Segment Start: Data excerpts

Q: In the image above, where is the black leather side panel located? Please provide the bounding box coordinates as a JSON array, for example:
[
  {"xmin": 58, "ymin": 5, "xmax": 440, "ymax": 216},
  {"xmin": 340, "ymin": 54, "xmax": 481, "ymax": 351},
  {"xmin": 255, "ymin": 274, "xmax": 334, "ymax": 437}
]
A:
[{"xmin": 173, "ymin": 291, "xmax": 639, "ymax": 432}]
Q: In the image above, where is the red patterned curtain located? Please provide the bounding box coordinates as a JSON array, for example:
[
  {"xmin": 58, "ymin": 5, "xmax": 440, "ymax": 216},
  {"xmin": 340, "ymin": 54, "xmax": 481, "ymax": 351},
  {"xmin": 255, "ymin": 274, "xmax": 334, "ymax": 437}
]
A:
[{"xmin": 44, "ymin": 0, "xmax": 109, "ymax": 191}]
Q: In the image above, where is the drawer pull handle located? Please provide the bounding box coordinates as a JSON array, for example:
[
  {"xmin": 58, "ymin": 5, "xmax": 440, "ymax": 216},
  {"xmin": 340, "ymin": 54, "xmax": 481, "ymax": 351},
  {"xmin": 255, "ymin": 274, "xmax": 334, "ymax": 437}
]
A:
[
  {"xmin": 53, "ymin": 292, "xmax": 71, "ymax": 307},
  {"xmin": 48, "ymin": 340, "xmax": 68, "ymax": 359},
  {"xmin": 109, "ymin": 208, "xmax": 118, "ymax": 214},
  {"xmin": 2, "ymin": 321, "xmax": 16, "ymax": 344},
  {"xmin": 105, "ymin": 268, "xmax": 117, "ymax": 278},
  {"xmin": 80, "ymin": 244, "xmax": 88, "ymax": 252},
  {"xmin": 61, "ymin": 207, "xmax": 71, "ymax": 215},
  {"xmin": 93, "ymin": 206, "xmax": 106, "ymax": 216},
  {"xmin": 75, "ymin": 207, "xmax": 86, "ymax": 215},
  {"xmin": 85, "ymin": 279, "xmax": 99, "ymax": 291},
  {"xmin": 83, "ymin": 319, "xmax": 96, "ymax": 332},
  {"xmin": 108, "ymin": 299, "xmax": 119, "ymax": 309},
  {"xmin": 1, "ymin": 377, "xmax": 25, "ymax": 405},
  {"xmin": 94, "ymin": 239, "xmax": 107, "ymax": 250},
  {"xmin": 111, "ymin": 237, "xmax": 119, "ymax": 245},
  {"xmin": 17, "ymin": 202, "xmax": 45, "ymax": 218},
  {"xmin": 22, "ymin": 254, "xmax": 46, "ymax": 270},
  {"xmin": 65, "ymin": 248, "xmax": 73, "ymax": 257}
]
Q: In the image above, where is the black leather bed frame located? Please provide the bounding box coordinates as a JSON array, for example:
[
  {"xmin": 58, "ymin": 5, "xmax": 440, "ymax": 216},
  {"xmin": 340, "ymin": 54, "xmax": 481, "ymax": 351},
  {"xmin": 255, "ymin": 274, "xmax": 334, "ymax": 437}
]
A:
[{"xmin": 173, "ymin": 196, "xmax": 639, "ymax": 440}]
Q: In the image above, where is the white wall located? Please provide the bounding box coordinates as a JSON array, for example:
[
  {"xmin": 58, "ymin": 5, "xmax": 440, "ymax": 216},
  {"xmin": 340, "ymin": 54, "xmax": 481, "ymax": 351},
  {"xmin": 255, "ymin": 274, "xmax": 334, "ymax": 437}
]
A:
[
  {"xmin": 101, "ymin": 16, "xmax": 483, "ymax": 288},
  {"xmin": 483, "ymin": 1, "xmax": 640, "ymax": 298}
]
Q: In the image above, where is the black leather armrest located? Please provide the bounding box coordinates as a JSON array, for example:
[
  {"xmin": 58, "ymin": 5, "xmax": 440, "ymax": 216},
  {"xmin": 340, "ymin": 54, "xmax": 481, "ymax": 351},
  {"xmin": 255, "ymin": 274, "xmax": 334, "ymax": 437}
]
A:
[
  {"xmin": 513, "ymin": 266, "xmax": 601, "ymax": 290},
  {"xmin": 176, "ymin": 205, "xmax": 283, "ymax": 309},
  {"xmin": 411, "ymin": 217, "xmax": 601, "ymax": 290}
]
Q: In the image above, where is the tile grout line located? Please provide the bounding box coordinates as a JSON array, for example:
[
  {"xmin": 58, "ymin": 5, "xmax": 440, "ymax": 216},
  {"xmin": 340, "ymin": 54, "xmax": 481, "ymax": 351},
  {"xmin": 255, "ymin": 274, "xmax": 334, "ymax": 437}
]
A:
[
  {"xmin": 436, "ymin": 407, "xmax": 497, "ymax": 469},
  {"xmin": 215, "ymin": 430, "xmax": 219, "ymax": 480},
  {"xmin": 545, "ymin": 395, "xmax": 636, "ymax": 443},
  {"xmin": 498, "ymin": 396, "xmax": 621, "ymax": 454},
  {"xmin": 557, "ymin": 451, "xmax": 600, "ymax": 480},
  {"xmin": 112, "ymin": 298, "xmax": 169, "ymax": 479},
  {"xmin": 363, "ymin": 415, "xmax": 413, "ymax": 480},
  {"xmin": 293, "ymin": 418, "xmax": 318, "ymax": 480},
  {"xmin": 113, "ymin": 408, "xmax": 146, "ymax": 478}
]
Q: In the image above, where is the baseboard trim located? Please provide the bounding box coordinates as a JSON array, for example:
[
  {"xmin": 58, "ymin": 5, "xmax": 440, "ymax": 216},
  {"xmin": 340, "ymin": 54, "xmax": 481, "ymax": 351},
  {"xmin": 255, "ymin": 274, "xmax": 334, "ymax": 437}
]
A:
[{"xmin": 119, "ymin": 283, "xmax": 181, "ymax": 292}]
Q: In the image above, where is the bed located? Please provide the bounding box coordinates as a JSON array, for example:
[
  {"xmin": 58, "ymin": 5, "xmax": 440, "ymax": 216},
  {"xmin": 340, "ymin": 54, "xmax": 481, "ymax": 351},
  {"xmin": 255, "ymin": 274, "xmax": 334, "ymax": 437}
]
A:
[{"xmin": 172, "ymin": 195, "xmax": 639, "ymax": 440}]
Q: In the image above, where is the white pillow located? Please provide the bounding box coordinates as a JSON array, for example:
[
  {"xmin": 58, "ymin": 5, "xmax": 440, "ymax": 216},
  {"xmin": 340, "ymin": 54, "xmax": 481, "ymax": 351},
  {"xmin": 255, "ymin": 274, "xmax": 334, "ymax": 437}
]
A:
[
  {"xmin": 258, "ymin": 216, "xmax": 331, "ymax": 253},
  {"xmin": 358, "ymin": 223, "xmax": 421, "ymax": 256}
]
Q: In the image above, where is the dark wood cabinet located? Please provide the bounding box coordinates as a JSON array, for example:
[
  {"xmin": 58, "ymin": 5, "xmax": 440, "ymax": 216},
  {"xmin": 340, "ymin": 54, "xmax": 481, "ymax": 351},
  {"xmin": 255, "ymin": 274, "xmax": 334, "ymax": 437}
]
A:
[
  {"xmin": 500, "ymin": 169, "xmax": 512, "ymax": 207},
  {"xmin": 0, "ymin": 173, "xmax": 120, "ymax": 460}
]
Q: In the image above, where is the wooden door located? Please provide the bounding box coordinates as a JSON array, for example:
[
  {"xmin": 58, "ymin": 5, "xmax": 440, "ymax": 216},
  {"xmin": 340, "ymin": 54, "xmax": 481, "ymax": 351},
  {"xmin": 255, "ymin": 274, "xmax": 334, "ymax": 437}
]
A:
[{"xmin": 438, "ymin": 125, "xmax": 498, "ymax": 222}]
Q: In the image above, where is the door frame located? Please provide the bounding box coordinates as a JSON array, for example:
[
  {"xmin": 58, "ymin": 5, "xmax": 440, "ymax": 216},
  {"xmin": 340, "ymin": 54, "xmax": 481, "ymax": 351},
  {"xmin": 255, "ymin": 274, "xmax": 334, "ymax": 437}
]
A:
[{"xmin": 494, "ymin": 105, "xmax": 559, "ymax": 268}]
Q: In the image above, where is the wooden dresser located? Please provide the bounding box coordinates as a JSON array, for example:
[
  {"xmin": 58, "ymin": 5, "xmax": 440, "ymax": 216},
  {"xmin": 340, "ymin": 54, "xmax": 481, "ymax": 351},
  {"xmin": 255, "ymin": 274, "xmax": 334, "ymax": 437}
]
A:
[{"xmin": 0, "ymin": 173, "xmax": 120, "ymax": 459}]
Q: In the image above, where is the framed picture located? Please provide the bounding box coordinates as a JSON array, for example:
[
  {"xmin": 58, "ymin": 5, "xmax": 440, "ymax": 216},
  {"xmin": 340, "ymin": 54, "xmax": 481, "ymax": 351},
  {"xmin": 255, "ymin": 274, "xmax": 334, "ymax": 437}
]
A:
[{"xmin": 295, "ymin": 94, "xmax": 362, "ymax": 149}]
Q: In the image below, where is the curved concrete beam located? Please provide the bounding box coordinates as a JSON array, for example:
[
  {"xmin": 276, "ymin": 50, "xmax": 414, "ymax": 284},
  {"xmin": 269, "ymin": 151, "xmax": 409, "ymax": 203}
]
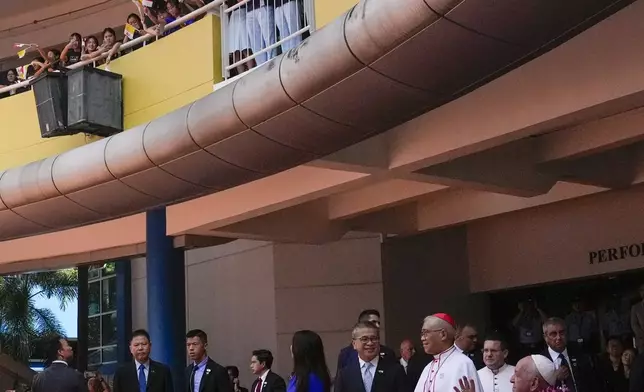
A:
[{"xmin": 0, "ymin": 0, "xmax": 633, "ymax": 241}]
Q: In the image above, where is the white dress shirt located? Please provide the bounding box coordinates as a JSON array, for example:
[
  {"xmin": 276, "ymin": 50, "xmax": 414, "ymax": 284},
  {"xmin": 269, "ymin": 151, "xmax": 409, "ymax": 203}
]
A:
[
  {"xmin": 547, "ymin": 347, "xmax": 577, "ymax": 388},
  {"xmin": 414, "ymin": 346, "xmax": 483, "ymax": 392},
  {"xmin": 400, "ymin": 358, "xmax": 408, "ymax": 374},
  {"xmin": 477, "ymin": 364, "xmax": 514, "ymax": 392},
  {"xmin": 255, "ymin": 369, "xmax": 270, "ymax": 392}
]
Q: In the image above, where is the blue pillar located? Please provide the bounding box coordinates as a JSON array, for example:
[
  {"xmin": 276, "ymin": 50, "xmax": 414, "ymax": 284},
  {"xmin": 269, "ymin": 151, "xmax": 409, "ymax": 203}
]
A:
[
  {"xmin": 116, "ymin": 260, "xmax": 132, "ymax": 364},
  {"xmin": 146, "ymin": 208, "xmax": 186, "ymax": 392}
]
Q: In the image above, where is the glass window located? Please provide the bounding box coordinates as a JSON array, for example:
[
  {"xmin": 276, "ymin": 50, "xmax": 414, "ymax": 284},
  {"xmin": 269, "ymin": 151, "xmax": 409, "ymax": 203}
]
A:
[
  {"xmin": 87, "ymin": 261, "xmax": 119, "ymax": 366},
  {"xmin": 88, "ymin": 282, "xmax": 100, "ymax": 316},
  {"xmin": 102, "ymin": 277, "xmax": 117, "ymax": 313},
  {"xmin": 88, "ymin": 317, "xmax": 100, "ymax": 347},
  {"xmin": 102, "ymin": 346, "xmax": 117, "ymax": 363},
  {"xmin": 104, "ymin": 263, "xmax": 116, "ymax": 277},
  {"xmin": 88, "ymin": 349, "xmax": 101, "ymax": 366},
  {"xmin": 101, "ymin": 313, "xmax": 117, "ymax": 346}
]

Segment End: Data excerpts

- Exercise objective: All lines with the string "black" must be copied from the data.

- Exercise answer:
Q: In the image above, where is the black leather side panel located? Please provide the bounding box coordinates as a JSON array, for example:
Q: In the image above, where is the black leather bed frame located? Please provide the bounding box coordinates as a JSON array, for example:
Q: In the image above, where is the black leather armrest located? Please provide the bounding box coordinates as a JSON array, for example:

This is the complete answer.